How to complete this task – Rewrite the commentary on mobile video, starting with "How To Rescue" and going on through "migrated to LTE?", putting "mobile phone" in place of "smartphone".

Text segment –

Commentary

How To Rescue Unhappy Mobile Video Consumers

Anyone who has recently upgraded a smartphone from one that runs on a 3G network (say, the iPhone 4) to one that streams video and downloads songs on a 4G LTE network (for instance, the iPhone 5) knows anecdotally and intuitively that these activities are generally a better experience on the 4G LTE network. For consumers, 4G LTE is less prone to buffering and stuttering, and is one that, most of the time, just works. Wouldn’t it be nice if that were simply the end of the story, and that the problems that have arisen from deluge of high-bandwidth video traffic onto mobile networks just vanished once everyone migrated to LTE?

Unfortunately, while the situation is improving in the aggregate, this by no means allays the concerns of the many remaining frustrated video viewers who can’t get their YouTube or Vimeo clips to start. These consumers generally aren’t concerned about how crystal clear or “HD-like” video is once it finally arrives – they simply want it to arrive quickly and to stream without interruption. Today, consumers perceive their mobile video quality of experience (QoE) by transmission quality, rather than visual quality. They’ll reward an operator by staying with them, and even recommending them, if mobile video simply works.

When operators look to manage and optimize the over-the-top (OTT) video traveling on their networks, so that each individual consumer receives a first-rate quality of experience - even when they’re at the edge of a cell, inside a building or behind a wall - there are three approaches that can be taken:

1.   Operator-defined global optimization settings that are based on time of day or other static, outdated policies .

2.   Using “probes” in the radio access network (RAN) to identify congested cells – then focusing optimization only on those congested cells.

3.   Using the cloud to target network congestion on a per-user, per-stream basis, and optimize troublesome videos accordingly.

Option one is a legacy holdover from the recent past, in which expensive inline hardware was configured in mobile networks to reduce bandwidth on all videos at pre-defined times of day, effectively punishing all users on a given cell or even across the entire network whether there was congestion or not. It neglects to take into account the realities of modern mobile video traffic, where a previously uncongested cell may become overwhelmed due to an event or an unplanned spike in usage.

Option two, the RAN probe approach, is more surgical and can identify congestion where it is occurring on individual cells, yet is expensive to deploy and still suffers from a macro-level approach. Many quality of experience issues have nothing to do with cell-wide congestion, and are instead caused by impairments at the individual user level. This one-size-fits-all policy applies optimization across the board to everyone on a cell, while neglecting, say, a smaller number of individual users on a neighboring, uncongested cell who are abandoning their videos while cursing their operator.

Saved data entries:
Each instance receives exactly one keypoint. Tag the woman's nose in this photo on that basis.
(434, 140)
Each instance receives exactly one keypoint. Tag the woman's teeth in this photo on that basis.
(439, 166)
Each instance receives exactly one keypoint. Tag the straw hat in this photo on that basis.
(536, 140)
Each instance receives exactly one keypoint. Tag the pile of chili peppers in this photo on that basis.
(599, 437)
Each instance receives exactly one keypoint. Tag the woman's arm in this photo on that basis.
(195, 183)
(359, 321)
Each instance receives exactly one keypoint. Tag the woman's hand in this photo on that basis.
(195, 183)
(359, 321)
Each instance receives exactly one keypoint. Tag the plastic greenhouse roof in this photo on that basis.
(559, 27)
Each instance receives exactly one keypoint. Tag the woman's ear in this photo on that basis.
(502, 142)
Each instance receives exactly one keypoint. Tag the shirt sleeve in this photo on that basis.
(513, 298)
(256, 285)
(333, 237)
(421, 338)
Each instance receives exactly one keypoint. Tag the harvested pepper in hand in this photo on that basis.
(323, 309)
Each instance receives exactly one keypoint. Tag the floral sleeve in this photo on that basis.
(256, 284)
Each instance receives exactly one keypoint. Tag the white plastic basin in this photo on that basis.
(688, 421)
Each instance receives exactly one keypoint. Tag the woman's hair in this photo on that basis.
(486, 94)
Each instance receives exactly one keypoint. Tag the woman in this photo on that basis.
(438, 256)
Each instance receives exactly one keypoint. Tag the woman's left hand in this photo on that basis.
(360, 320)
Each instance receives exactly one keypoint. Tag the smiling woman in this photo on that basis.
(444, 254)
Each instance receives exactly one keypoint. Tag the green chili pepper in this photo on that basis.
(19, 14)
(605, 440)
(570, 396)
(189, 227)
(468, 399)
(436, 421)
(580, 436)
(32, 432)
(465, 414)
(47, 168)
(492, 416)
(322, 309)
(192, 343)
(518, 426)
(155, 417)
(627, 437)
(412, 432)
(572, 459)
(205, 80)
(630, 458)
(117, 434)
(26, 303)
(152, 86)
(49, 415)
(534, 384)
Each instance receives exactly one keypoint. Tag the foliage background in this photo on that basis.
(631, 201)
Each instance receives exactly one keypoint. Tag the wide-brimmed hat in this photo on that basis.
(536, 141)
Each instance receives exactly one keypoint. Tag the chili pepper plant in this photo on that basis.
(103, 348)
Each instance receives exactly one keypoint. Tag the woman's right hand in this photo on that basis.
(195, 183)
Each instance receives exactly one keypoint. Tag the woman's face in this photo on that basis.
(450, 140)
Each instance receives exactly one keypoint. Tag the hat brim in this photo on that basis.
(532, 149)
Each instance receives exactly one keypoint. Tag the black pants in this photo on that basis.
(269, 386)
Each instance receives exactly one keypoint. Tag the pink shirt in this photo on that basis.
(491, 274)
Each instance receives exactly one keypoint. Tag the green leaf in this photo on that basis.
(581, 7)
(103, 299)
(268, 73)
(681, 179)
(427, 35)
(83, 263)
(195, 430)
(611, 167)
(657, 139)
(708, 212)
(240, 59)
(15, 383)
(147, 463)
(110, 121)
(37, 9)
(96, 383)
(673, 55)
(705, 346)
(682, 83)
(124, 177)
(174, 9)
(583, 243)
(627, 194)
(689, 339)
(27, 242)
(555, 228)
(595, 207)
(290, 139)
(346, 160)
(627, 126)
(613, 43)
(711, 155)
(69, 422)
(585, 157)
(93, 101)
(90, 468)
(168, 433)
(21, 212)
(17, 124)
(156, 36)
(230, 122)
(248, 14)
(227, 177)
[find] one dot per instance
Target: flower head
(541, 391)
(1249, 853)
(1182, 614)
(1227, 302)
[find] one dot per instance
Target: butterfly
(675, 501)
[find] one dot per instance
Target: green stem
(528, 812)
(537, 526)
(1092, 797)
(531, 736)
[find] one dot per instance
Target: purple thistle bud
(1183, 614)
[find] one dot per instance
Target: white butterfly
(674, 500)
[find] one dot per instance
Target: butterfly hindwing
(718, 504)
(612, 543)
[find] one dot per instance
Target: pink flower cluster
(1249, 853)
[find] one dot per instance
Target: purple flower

...

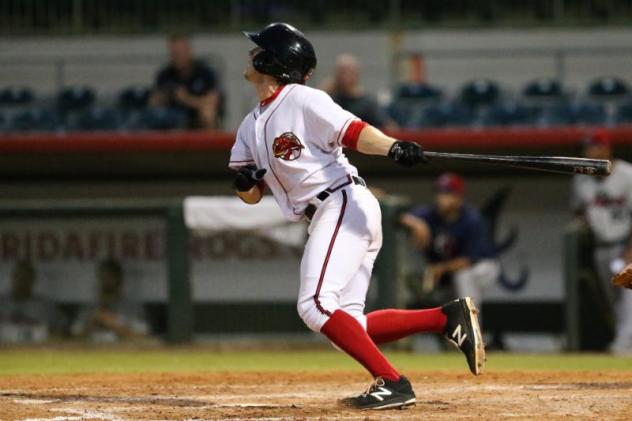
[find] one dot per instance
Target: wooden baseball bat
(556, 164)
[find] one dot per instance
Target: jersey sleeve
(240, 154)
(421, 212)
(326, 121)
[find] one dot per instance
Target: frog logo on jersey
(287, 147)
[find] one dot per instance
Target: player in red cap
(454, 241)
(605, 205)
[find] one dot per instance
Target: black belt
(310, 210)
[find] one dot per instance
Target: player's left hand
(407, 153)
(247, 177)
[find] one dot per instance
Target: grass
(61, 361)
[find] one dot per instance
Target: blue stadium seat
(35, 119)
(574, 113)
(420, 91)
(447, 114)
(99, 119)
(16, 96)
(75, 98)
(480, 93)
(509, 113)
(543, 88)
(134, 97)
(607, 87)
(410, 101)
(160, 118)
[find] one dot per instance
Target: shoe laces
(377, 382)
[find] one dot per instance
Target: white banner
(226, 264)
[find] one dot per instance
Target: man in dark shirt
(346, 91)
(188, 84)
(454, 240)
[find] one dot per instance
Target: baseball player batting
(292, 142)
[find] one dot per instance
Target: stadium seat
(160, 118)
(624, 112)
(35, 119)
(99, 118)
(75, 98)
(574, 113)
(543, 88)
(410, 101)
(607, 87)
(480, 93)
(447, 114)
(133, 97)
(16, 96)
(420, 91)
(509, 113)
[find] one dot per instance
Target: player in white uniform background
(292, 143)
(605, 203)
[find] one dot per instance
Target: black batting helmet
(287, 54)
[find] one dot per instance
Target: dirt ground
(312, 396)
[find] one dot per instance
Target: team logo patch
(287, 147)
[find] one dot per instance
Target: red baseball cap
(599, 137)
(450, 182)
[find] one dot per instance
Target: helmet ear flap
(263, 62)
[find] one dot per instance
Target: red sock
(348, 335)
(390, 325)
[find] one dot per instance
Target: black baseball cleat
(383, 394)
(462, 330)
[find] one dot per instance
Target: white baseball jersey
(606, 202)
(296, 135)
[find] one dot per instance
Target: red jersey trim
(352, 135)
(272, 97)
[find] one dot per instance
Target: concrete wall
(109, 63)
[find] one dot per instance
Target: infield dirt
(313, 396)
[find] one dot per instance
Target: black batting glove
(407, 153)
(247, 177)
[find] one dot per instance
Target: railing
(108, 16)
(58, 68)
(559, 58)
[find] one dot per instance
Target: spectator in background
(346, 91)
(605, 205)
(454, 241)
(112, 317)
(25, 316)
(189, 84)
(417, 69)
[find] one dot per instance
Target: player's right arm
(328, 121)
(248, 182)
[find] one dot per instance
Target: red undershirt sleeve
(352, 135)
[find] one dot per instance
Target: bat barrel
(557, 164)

--

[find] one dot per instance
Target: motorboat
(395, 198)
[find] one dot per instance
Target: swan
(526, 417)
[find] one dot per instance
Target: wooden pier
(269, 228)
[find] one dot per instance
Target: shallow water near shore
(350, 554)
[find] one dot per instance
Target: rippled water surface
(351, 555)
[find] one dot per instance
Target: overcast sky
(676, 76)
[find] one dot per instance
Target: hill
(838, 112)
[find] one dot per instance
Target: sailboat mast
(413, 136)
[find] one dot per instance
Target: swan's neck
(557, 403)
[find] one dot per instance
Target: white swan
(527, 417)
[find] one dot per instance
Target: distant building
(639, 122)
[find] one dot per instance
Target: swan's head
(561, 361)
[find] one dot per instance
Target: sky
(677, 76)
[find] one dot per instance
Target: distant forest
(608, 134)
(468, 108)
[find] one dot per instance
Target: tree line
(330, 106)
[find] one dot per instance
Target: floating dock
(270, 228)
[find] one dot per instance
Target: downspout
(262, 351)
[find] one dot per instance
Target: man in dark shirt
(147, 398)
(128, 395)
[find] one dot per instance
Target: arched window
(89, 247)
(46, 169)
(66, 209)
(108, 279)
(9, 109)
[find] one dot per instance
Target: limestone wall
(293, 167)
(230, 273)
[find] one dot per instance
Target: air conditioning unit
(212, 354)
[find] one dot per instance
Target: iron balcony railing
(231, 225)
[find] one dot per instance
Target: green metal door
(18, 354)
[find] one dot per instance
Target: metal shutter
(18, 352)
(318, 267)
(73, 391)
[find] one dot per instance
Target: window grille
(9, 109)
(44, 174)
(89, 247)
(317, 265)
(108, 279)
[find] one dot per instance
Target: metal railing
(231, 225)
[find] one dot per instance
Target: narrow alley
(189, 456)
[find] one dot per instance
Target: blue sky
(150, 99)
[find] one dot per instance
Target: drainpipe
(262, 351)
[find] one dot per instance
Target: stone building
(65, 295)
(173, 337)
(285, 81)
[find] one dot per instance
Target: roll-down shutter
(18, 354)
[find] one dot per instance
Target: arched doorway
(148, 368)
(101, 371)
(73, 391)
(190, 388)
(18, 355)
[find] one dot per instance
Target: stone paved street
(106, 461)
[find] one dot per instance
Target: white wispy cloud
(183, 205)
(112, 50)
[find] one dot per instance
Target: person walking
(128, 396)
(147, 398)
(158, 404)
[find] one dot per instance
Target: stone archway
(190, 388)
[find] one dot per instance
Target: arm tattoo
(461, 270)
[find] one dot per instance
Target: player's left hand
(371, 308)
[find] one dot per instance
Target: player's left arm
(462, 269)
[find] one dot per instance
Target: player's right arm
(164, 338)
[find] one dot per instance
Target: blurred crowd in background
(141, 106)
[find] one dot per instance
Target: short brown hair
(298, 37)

Task solution –
How To Rescue Unhappy Mobile Video Consumers

Anyone who has recently upgraded a mobile phone from one that runs on a 3G network (say, the iPhone 4) to one that streams video and downloads songs on a 4G LTE network (for instance, the iPhone 5) knows anecdotally and intuitively that these activities are generally a better experience on the 4G LTE network. For consumers, 4G LTE is less prone to buffering and stuttering, and is one that, most of the time, just works. Wouldn’t it be nice if that were simply the end of the story, and that the problems that have arisen from deluge of high-bandwidth video traffic onto mobile networks just vanished once everyone migrated to LTE?